(Work required)
Can you give the rows below as a JSON list of strings, with one string per line and no blank lines? Leave the pictures out.

(Information provided)
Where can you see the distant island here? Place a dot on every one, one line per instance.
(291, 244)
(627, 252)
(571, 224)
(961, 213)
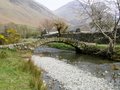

(Task response)
[
  "Where can you see the distant island here? Place a dot on every one, one line per instance.",
  "(291, 244)",
  "(627, 252)",
  "(571, 224)",
  "(961, 213)"
]